Pointing and labeling items
>>
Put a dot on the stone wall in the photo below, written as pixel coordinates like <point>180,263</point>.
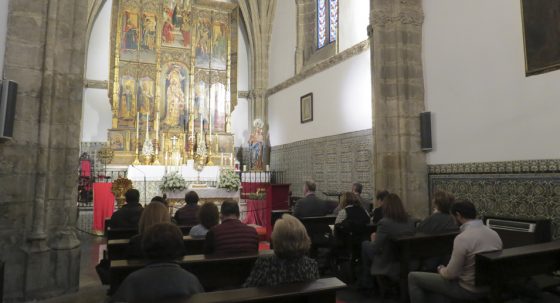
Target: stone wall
<point>38,167</point>
<point>333,162</point>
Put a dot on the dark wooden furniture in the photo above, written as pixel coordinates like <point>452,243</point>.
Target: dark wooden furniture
<point>213,273</point>
<point>318,291</point>
<point>420,247</point>
<point>117,248</point>
<point>496,269</point>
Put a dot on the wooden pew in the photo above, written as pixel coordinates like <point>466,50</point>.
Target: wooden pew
<point>213,272</point>
<point>117,248</point>
<point>497,268</point>
<point>419,247</point>
<point>318,291</point>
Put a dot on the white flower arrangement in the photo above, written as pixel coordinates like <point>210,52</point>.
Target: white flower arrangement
<point>229,180</point>
<point>172,182</point>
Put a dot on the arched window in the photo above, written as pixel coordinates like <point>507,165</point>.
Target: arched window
<point>327,22</point>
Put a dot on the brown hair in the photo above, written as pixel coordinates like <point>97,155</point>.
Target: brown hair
<point>208,215</point>
<point>289,238</point>
<point>394,209</point>
<point>154,213</point>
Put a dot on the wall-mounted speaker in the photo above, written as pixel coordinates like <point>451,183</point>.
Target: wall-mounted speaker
<point>426,131</point>
<point>8,92</point>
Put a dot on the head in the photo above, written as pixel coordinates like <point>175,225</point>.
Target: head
<point>159,200</point>
<point>394,209</point>
<point>289,238</point>
<point>132,196</point>
<point>349,198</point>
<point>163,241</point>
<point>463,211</point>
<point>443,201</point>
<point>357,188</point>
<point>152,214</point>
<point>229,210</point>
<point>208,215</point>
<point>309,187</point>
<point>191,198</point>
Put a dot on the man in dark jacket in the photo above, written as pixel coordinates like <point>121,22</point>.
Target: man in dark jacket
<point>129,215</point>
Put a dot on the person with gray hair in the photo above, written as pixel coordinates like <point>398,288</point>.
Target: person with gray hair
<point>289,263</point>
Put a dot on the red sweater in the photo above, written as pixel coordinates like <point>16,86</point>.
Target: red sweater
<point>231,238</point>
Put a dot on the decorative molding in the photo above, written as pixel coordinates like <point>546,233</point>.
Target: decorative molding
<point>505,167</point>
<point>321,66</point>
<point>100,84</point>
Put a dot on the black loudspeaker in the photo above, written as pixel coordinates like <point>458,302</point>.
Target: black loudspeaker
<point>426,131</point>
<point>8,92</point>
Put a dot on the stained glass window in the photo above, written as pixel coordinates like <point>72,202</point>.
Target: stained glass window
<point>327,22</point>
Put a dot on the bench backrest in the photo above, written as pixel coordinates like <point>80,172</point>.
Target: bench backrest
<point>213,273</point>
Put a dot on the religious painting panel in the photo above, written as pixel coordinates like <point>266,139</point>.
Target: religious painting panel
<point>220,34</point>
<point>218,101</point>
<point>202,39</point>
<point>174,93</point>
<point>201,100</point>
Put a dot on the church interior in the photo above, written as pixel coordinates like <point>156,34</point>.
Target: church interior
<point>282,98</point>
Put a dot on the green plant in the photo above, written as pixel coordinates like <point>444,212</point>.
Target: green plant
<point>173,181</point>
<point>229,180</point>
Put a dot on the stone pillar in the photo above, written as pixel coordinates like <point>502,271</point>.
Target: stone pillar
<point>398,98</point>
<point>45,55</point>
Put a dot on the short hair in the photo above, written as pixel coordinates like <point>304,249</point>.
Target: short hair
<point>394,209</point>
<point>208,215</point>
<point>380,195</point>
<point>464,207</point>
<point>349,198</point>
<point>443,201</point>
<point>289,238</point>
<point>159,200</point>
<point>310,185</point>
<point>191,197</point>
<point>152,214</point>
<point>357,187</point>
<point>163,241</point>
<point>132,196</point>
<point>229,207</point>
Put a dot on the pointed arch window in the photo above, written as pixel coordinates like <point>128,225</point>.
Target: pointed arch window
<point>327,22</point>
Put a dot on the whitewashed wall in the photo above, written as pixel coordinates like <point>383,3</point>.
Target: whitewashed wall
<point>342,93</point>
<point>97,110</point>
<point>484,108</point>
<point>3,31</point>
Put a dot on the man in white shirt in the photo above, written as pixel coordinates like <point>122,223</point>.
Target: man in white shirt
<point>456,280</point>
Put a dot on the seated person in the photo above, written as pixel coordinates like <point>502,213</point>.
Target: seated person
<point>456,280</point>
<point>154,213</point>
<point>209,217</point>
<point>129,215</point>
<point>378,256</point>
<point>187,215</point>
<point>377,213</point>
<point>289,263</point>
<point>231,237</point>
<point>162,279</point>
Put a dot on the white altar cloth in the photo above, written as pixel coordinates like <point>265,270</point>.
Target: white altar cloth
<point>156,172</point>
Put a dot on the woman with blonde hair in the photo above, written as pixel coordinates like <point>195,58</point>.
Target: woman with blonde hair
<point>289,263</point>
<point>153,213</point>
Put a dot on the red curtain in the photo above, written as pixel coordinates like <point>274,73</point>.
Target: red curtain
<point>103,205</point>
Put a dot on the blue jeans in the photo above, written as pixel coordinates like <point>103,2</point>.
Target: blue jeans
<point>432,287</point>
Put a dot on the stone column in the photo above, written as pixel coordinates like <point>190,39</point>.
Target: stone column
<point>398,98</point>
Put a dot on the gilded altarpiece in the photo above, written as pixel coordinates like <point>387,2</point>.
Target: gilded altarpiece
<point>173,61</point>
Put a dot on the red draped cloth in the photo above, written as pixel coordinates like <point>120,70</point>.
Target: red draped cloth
<point>103,205</point>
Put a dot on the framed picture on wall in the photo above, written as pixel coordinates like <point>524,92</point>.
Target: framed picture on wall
<point>306,108</point>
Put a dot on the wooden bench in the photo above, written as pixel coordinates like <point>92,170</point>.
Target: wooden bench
<point>496,269</point>
<point>117,248</point>
<point>213,272</point>
<point>318,291</point>
<point>420,247</point>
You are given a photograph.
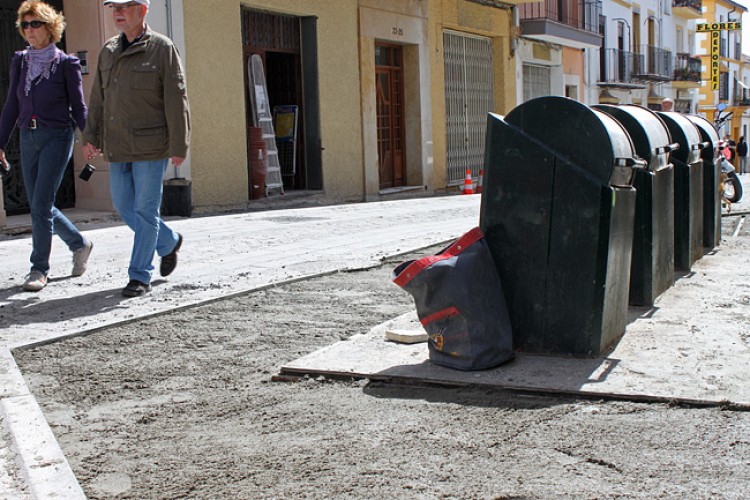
<<
*Directions:*
Could you put every line of the items above into a numbered list, skipping blank lines and leaving out the pictures?

*Final answer:*
1. Put a dot on the stone wall in the photo below, written as pixel coordinates like <point>180,263</point>.
2. Target: stone wall
3. <point>38,167</point>
4. <point>333,162</point>
5. Put a dot on the dark wooden furniture in the photo above, written as pixel coordinates like <point>452,243</point>.
6. Target: dark wooden furniture
7. <point>213,273</point>
8. <point>318,291</point>
9. <point>420,247</point>
10. <point>117,248</point>
11. <point>496,269</point>
12. Put a dot on the wooden pew in the photo above, written as pixel coordinates like <point>466,50</point>.
13. Target: wooden pew
14. <point>213,272</point>
15. <point>117,248</point>
16. <point>497,268</point>
17. <point>419,247</point>
18. <point>318,291</point>
19. Put a dot on the white flower arrangement in the photo above, written as pixel coordinates like <point>210,52</point>.
20. Target: white flower arrangement
21. <point>229,180</point>
22. <point>172,182</point>
23. Put a dot on the arched window in the photo above, written as pixel coordinates like <point>507,165</point>.
24. Target: arched window
25. <point>327,22</point>
26. Put a dot on the brown hair in the photo above, written as pixel coordinates like <point>97,155</point>.
27. Target: brown hair
28. <point>208,215</point>
29. <point>289,238</point>
30. <point>394,209</point>
31. <point>154,213</point>
32. Put a dot on the wall-mounted speaker in the photo above, written as pixel coordinates like <point>451,183</point>.
33. Target: wall-mounted speaker
34. <point>426,131</point>
35. <point>8,92</point>
36. Put a dot on the head in the photo above, written as pixel coordinates like <point>175,225</point>.
37. Target: head
38. <point>159,200</point>
39. <point>394,209</point>
40. <point>289,238</point>
41. <point>132,196</point>
42. <point>349,198</point>
43. <point>163,241</point>
44. <point>463,211</point>
45. <point>443,201</point>
46. <point>357,188</point>
47. <point>152,214</point>
48. <point>229,210</point>
49. <point>208,215</point>
50. <point>309,187</point>
51. <point>191,198</point>
52. Put a dot on the man in dark jacket in the photo above, written as pixel coordinates like <point>121,22</point>.
53. Target: man in dark jacket
54. <point>129,215</point>
55. Put a dot on the person with gray hair in the photo above, written as pixel coordinates like <point>398,288</point>.
56. Target: person with gray hair
57. <point>289,263</point>
58. Put a dot on the red sweater in the photo above, written as pixel coordinates like <point>16,86</point>.
59. Target: red sweater
60. <point>231,238</point>
61. Put a dot on the decorative molding in the photo above, written as pixel coordinates like <point>546,233</point>.
62. Target: decorative molding
63. <point>505,167</point>
64. <point>321,66</point>
65. <point>100,84</point>
66. Put a dot on the black loudspeaker in the photo above, written as pixel coordinates like <point>458,302</point>.
67. Target: black loudspeaker
68. <point>426,131</point>
69. <point>8,92</point>
70. Put a dot on the stained glass window in the photo above, written as pixel coordinates like <point>72,202</point>.
71. Target: stained glass window
72. <point>327,22</point>
73. Put a dot on the bench backrest in the photo above, written as pixel coordinates like <point>80,172</point>.
74. Target: bench backrest
75. <point>213,273</point>
76. Put a dot on the religious painting panel in the photo above, written as pixel coordinates like <point>266,139</point>.
77. Target: religious painting panel
78. <point>220,34</point>
79. <point>218,101</point>
80. <point>202,39</point>
81. <point>174,93</point>
82. <point>201,100</point>
83. Put a dot on the church interior in the photo above, written as pixel coordinates like <point>156,34</point>.
84. Target: church interior
85. <point>282,98</point>
86. Put a dot on the green plant in the photo above, written as pixel coordinates like <point>444,212</point>.
87. Target: green plant
88. <point>173,181</point>
89. <point>229,180</point>
90. Put a dot on the stone pillar in the photo above, written as pixel coordinates like <point>502,271</point>.
91. Target: stone pillar
92. <point>398,98</point>
93. <point>45,55</point>
94. Put a dot on the short hair in the photo above, written as pixel coordinates like <point>304,249</point>.
95. Target: short hair
96. <point>394,209</point>
97. <point>208,215</point>
98. <point>380,195</point>
99. <point>464,207</point>
100. <point>349,198</point>
101. <point>443,201</point>
102. <point>289,238</point>
103. <point>159,200</point>
104. <point>310,185</point>
105. <point>191,197</point>
106. <point>152,214</point>
107. <point>357,187</point>
108. <point>163,241</point>
109. <point>132,196</point>
110. <point>229,207</point>
111. Put a dot on the pointed arch window in the photo above, written as pixel coordinates like <point>128,225</point>.
112. Target: pointed arch window
113. <point>327,22</point>
114. Put a dot on the whitewashed wall in the photo above, written as pixel coordinates like <point>383,3</point>.
115. Target: whitewashed wall
116. <point>342,93</point>
117. <point>97,110</point>
118. <point>484,108</point>
119. <point>3,31</point>
120. Put a dot on the man in white shirt in the photo above, written as pixel coordinates like <point>122,223</point>.
121. Target: man in white shirt
122. <point>456,280</point>
123. Put a dot on the seated person in the photo above, written as pixel coordinates like <point>502,213</point>.
124. Target: seated person
125. <point>456,280</point>
126. <point>154,213</point>
127. <point>209,217</point>
128. <point>129,215</point>
129. <point>378,256</point>
130. <point>187,215</point>
131. <point>377,213</point>
132. <point>289,263</point>
133. <point>231,237</point>
134. <point>162,279</point>
135. Put a dot on the white altar cloth in the photo above, written as pixel coordinates like <point>265,270</point>.
136. Target: white altar cloth
137. <point>156,172</point>
138. Put a dot on the woman with blonde hair in the photo above, written as pixel coordinates like <point>195,58</point>.
139. Target: woman with blonde hair
140. <point>289,263</point>
141. <point>153,213</point>
142. Put a dot on the red curtain in the photo above, written as pixel coordinates like <point>274,73</point>.
143. Target: red curtain
144. <point>103,205</point>
145. Put a dot on the blue jeans in the photo above, written as pixel coordinates like <point>103,2</point>.
146. Target: blue jeans
147. <point>432,287</point>
148. Put a dot on the stone column in the photo above, written as pixel coordinates like <point>190,39</point>.
149. Target: stone column
150. <point>398,98</point>
151. Put a dot on the gilded altarpiece in the photo above, written as pixel coordinates like <point>387,2</point>.
152. Target: gilded altarpiece
153. <point>173,61</point>
154. Put a dot on the red draped cloth in the photo above, written as pixel coordinates like <point>120,70</point>.
155. Target: red draped cloth
156. <point>103,205</point>
157. Put a dot on the framed picture on wall in the photo above, written as pixel coordinates like <point>524,92</point>.
158. Target: framed picture on wall
159. <point>306,108</point>
160. Put a dot on the wooden bench in the photo above, written as pixel coordinates like <point>92,170</point>.
161. Target: wooden bench
162. <point>496,269</point>
163. <point>117,248</point>
164. <point>213,272</point>
165. <point>318,291</point>
166. <point>420,247</point>
167. You are given a photograph.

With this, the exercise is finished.